Text-to-region grounding data:
^^^^^^^^^^^^^^^^

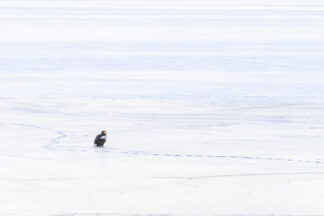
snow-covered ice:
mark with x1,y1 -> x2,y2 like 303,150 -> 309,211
1,0 -> 324,215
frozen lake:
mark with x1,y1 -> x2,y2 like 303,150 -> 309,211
1,0 -> 324,215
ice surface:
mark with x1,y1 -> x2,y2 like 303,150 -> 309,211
1,0 -> 324,215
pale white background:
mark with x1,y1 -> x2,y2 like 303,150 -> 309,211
1,0 -> 324,215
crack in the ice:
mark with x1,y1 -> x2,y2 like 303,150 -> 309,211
43,130 -> 67,150
105,148 -> 324,165
12,123 -> 67,150
50,131 -> 67,145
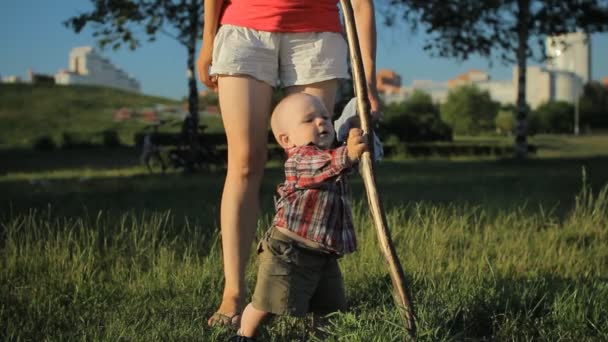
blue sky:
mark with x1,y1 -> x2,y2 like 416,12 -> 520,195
1,0 -> 607,100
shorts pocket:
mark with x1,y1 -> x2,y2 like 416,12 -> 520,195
265,237 -> 297,265
264,257 -> 292,276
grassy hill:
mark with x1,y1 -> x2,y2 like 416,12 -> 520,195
0,83 -> 183,149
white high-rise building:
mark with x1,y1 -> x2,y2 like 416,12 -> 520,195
546,31 -> 591,83
378,32 -> 591,108
55,46 -> 140,92
507,32 -> 590,108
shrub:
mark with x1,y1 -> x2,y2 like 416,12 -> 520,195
32,135 -> 56,151
102,130 -> 121,148
61,132 -> 95,149
380,91 -> 452,142
531,101 -> 574,134
579,81 -> 608,130
198,91 -> 219,109
495,110 -> 515,135
380,111 -> 452,142
440,85 -> 500,135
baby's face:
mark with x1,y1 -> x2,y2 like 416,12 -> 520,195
286,97 -> 335,149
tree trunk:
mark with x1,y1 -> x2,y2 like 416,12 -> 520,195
178,0 -> 202,173
514,0 -> 530,159
187,46 -> 199,128
187,0 -> 200,129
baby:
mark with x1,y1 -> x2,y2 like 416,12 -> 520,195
231,93 -> 367,341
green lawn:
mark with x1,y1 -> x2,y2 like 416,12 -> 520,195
1,135 -> 608,340
0,83 -> 225,149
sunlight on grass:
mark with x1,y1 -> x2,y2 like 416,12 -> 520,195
0,167 -> 148,182
532,134 -> 608,158
1,182 -> 607,340
1,133 -> 607,340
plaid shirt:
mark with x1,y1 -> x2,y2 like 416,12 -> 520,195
272,144 -> 357,254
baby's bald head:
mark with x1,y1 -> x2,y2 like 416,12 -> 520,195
271,93 -> 331,149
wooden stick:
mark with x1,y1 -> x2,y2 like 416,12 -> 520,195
339,0 -> 416,338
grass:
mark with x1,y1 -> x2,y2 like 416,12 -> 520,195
454,134 -> 608,159
1,181 -> 607,340
1,126 -> 608,339
0,83 -> 225,149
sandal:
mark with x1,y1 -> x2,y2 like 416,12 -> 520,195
208,311 -> 241,328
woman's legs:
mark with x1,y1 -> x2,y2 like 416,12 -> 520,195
285,79 -> 338,115
210,77 -> 337,326
210,75 -> 273,325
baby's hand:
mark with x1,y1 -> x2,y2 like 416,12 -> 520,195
346,128 -> 368,164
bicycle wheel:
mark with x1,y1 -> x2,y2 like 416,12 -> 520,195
144,152 -> 166,174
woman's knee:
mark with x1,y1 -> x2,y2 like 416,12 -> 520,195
227,149 -> 267,180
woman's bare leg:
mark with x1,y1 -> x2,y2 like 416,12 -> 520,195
285,79 -> 338,115
209,76 -> 273,326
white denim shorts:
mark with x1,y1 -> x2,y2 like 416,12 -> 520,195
210,24 -> 349,88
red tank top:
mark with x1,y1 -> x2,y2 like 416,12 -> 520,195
220,0 -> 342,33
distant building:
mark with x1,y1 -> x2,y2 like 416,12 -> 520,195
476,80 -> 515,105
515,66 -> 550,109
376,69 -> 410,104
377,69 -> 402,94
517,32 -> 591,109
410,79 -> 449,103
2,75 -> 22,83
2,69 -> 55,85
449,69 -> 515,105
447,69 -> 489,88
55,46 -> 140,92
380,31 -> 590,108
28,69 -> 55,85
546,31 -> 591,84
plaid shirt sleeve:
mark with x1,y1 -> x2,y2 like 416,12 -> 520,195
292,145 -> 351,189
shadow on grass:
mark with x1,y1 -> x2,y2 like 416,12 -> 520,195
346,273 -> 608,340
0,147 -> 141,174
2,152 -> 608,221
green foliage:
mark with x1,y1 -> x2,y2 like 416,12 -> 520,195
579,81 -> 608,130
389,0 -> 608,157
380,90 -> 452,142
495,109 -> 516,135
198,92 -> 219,110
102,130 -> 122,148
390,1 -> 608,66
61,132 -> 95,149
32,136 -> 56,151
530,101 -> 574,134
440,85 -> 499,135
64,0 -> 204,51
402,90 -> 439,116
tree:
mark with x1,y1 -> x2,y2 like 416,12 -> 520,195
495,109 -> 516,135
531,101 -> 574,133
440,85 -> 500,135
381,90 -> 452,142
402,90 -> 440,117
579,81 -> 608,130
389,0 -> 608,158
65,0 -> 204,133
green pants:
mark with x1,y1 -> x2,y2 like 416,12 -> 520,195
251,228 -> 347,317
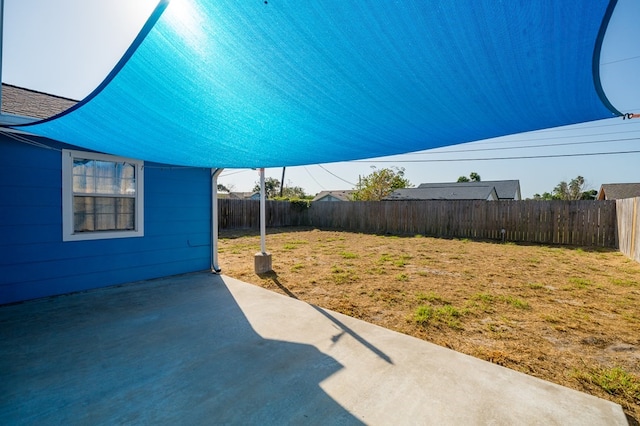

^^^^^^^^^^^^^^^^

# [Task description]
Going through the data above, return each line with the word "building".

# [Answer space]
white high-rise building:
distant building:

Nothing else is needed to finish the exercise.